**PASSAGE TO READ**
....

FAQ
When you're new to BugShot, a few "wait, how do I do this?" moments are bound to come up. We've gathered the questions we hear most — just jump to whatever you're wondering about.
What is BugShot?
It's a Chrome side panel extension that lets you capture a bug right where you spot it and file it as an issue — bundling the environment, screenshots, video, and logs in one shot. Instead of typing out "the color of this button looks off," a few clicks give you a report a developer can act on right away.
Is it paid?
Nope — it's free to use, and there's no sign-up or BugShot account required either. Just install it and you get the core features as-is: capturing, logs, video, and issue filing. So go ahead and give it a try, no strings attached.
Which issue trackers can I send to?
Seven trackers — Jira, GitHub, Linear, Notion, GitLab, Asana, and ClickUp — plus Slack now too, for a quick share to a channel or DM. Whatever your team uses, there's no need to switch: file issues straight into your usual tracker, or give your team a heads-up on Slack before filing. You only have to connect it once, over in Integrations.
Do I need to be a developer to use it?
Not at all. The reproduction environment (OS, browser, URL, viewport, and more) fills in automatically, and AI can draft the title and body for you. Jot the bug down in a single line and you'll get a tidy report — so PMs, designers, and QA can all use it with peace of mind.
Can I go beyond reporting a bug and actually propose "fix it like this"?
Yes — that's what BugShot is all about. Pick an element on the page and tweak its styles (color, spacing, border, font, and so on) right there; the change applies to the page instantly, and the before and after are captured side by side in the issue. Instead of saying "round this off a bit," you show the fixed result — and you can bundle several elements into one issue.
It even recognizes the design tokens (CSS variables) modern sites rely on. If a color is set via a token like --color-primary, BugShot surfaces the other tokens in the same family (--color-danger, --color-success, and so on) so you can pick one directly. That way you're proposing changes within the design system your team already uses, not throwing in arbitrary values. See Styling for more.
Are console and network logs included too?
Yes. While you're capturing, console logs and network requests are collected automatically. It even picks up errors from embedded widgets and payment frames (cross-origin iframes) that barely show on screen, so developers get every clue they need to track down the cause. See Logs for details.

....

Referring expression pointing data:

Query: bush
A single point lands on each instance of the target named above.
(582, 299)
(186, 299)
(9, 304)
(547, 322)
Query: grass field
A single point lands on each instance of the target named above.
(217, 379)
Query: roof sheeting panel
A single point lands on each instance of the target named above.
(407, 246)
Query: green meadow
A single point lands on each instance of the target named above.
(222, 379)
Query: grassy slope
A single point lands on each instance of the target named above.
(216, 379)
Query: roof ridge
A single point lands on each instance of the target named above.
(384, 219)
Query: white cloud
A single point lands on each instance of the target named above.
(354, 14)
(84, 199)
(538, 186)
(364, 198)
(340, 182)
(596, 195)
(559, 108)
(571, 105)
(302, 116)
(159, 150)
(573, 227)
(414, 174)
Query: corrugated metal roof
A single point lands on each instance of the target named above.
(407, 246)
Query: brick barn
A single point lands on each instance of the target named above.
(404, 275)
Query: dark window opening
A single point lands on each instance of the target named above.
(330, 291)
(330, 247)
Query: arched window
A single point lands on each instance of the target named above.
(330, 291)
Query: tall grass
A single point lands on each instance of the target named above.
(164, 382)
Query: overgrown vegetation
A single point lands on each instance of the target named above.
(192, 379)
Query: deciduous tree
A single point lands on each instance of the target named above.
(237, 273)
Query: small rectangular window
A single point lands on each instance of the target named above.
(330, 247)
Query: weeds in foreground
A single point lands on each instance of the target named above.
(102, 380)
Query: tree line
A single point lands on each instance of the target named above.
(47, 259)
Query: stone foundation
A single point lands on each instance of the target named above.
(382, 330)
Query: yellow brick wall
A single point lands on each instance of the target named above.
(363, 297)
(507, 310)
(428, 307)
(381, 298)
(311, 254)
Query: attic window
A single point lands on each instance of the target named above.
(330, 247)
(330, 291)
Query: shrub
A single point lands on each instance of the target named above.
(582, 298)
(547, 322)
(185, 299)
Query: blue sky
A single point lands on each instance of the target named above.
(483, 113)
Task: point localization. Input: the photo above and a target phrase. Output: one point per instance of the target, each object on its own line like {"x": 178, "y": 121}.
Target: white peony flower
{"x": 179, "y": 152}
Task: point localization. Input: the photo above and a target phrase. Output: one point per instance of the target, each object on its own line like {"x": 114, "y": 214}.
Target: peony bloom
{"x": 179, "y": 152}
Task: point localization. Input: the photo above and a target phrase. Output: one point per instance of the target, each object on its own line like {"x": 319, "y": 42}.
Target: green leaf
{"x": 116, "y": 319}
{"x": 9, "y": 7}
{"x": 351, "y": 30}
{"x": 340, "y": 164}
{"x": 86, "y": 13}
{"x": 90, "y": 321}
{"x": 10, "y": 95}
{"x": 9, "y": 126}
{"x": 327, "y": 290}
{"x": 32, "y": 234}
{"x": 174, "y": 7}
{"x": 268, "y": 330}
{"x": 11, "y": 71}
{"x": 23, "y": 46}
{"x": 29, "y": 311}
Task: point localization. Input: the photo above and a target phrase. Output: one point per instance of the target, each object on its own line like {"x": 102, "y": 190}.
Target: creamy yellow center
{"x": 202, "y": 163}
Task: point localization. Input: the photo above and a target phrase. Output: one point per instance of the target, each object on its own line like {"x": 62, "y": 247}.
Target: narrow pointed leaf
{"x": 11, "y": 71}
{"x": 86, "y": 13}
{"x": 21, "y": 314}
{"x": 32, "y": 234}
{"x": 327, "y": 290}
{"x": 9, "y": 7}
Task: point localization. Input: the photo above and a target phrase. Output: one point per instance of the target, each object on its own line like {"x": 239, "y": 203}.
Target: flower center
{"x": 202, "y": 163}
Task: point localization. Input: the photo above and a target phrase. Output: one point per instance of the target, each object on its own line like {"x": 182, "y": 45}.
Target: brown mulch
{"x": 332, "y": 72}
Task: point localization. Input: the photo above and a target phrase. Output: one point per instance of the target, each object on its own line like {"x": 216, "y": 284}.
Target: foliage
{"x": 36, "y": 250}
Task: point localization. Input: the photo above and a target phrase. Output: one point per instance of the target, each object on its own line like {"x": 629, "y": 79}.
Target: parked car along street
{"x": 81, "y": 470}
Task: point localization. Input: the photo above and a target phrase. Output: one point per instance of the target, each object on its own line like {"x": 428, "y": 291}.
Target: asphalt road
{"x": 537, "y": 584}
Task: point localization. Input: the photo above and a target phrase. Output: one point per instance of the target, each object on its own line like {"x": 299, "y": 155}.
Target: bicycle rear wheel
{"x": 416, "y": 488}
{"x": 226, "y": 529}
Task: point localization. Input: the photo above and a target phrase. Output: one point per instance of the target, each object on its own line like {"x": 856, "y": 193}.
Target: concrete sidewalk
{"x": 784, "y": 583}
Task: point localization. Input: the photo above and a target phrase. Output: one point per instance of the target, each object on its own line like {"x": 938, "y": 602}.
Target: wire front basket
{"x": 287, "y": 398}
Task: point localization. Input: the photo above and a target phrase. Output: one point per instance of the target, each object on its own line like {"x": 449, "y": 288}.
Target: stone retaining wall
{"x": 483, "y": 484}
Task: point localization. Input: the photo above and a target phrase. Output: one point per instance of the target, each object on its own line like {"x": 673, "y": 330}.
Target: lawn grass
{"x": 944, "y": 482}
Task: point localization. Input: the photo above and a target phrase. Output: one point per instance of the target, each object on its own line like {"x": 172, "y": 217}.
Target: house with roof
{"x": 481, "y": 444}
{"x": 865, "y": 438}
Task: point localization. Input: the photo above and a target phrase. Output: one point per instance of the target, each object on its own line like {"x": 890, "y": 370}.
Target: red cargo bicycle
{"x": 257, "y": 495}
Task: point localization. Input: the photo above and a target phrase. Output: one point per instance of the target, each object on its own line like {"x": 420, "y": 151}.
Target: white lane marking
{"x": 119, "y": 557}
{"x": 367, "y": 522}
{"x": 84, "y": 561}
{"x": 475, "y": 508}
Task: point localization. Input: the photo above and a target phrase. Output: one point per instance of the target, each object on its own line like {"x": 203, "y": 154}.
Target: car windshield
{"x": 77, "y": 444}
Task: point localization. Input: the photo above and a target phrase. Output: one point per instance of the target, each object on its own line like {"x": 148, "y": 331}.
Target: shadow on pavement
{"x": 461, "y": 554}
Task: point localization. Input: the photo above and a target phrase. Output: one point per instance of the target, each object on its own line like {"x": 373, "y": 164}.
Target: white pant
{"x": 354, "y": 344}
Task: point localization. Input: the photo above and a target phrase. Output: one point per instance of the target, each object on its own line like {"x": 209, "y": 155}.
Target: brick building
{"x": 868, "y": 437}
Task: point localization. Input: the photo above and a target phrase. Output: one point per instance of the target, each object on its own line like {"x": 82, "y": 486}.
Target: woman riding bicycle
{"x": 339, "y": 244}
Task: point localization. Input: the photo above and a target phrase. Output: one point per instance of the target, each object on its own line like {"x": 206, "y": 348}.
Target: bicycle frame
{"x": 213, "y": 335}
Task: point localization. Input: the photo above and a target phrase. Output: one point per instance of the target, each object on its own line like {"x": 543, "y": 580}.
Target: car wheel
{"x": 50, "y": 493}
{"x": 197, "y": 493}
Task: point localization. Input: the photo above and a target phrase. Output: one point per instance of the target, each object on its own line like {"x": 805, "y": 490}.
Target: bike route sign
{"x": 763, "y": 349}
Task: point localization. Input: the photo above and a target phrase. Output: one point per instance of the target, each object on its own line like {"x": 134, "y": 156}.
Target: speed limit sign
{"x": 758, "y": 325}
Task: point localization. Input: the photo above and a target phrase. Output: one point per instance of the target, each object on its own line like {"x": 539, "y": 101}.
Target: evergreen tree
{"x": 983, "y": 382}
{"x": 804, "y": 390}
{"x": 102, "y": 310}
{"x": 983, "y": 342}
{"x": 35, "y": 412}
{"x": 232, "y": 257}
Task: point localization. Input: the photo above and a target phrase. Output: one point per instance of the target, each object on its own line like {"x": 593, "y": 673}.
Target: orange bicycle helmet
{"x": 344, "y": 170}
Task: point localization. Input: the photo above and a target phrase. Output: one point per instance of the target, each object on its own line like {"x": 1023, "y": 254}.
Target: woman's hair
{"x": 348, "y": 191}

....

**WHAT THIS EXERCISE ASKS**
1 > Write out the part of the BugShot FAQ starting at "Do I need to" and ending at "into one issue.".
2 > According to the BugShot FAQ, which roles besides developers can use the extension with peace of mind?
3 > Using the BugShot FAQ, explain why BugShot shows other design tokens from the same family when a color is set with a token such as --color-primary.
The lines are separate material from the BugShot FAQ.

**EXPECTED RESPONSES**
1 >
Do I need to be a developer to use it?
Not at all. The reproduction environment (OS, browser, URL, viewport, and more) fills in automatically, and AI can draft the title and body for you. Jot the bug down in a single line and you'll get a tidy report — so PMs, designers, and QA can all use it with peace of mind.
Can I go beyond reporting a bug and actually propose "fix it like this"?
Yes — that's what BugShot is all about. Pick an element on the page and tweak its styles (color, spacing, border, font, and so on) right there; the change applies to the page instantly, and the before and after are captured side by side in the issue. Instead of saying "round this off a bit," you show the fixed result — and you can bundle several elements into one issue.

2 > PMs, designers, and QA.

3 > Surfacing related tokens like --color-danger and --color-success lets you pick one directly. Your proposed changes then stay within the design system your team already uses instead of adding arbitrary values.